■ Brief 1
Condense the paragraph of the NLTK impact summary that begins "NLTK has been widely used" into a short bulleted list that keeps its main facts.
■ Brief 2
Repeat the records word for word from the line containing "Locate the wide" through the end of the records.

■ Selected passage
[START]
The Natural Language Toolkit (NLTK)
Submitting Institution
University of EdinburghUnit of Assessment
Computer Science and InformaticsSummary Impact Type
TechnologicalResearch Subject Area(s)
Information and Computing Sciences: Artificial Intelligence and Image Processing
Psychology and Cognitive Sciences: Cognitive Sciences
Language, Communication and Culture: Linguistics
Summary of the impact
The Natural Language Toolkit (NLTK) is a widely-adopted Python library
for natural language processing. NLTK is run as an open source project.
Three project leaders, Steven Bird (Melbourne University), Edward Loper
(BBN, Boston) and Ewan Klein (University of Edinburgh) provide the
strategic direction of the NLTK project.
NLTK has been widely used in academia, commercial / non-profit
organisations and public bodies, including Stanford University and the
Educational Testing Service (ETS), which administers widely-recognised
tests across more than 180 countries. NLTK has played an important role in
making core natural language processing techniques easy to grasp, easy to
integrate with other software tools, and easy to deploy.
[END]
[Point-based annotation data]
[START]
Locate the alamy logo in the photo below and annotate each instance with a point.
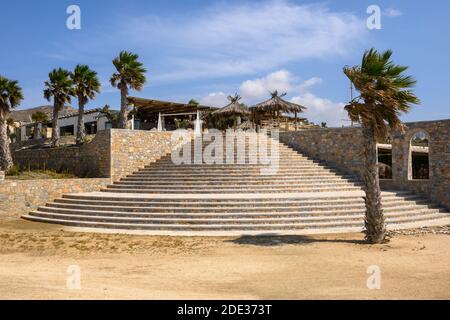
(73, 22)
(374, 20)
(73, 281)
(374, 280)
(233, 147)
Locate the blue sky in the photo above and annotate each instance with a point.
(210, 49)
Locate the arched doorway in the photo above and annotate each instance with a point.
(419, 156)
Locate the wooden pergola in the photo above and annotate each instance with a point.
(234, 108)
(155, 111)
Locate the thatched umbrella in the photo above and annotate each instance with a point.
(276, 105)
(234, 108)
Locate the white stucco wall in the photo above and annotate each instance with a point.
(101, 121)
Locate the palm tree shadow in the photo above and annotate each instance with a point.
(272, 240)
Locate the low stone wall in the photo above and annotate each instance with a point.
(133, 149)
(89, 160)
(342, 147)
(18, 197)
(112, 153)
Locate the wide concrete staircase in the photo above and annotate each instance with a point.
(302, 196)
[END]
■ Correct result 1
- NLTK is used in academia, commercial and non-profit organisations, and public bodies.
- Users include Stanford University and the Educational Testing Service (ETS), which administers widely recognized tests in more than 180 countries.
- NLTK has helped make core natural language processing techniques easy to grasp, integrate with other software tools, and deploy.

■ Correct result 2
Locate the wide concrete staircase in the photo above and annotate each instance with a point.
(302, 196)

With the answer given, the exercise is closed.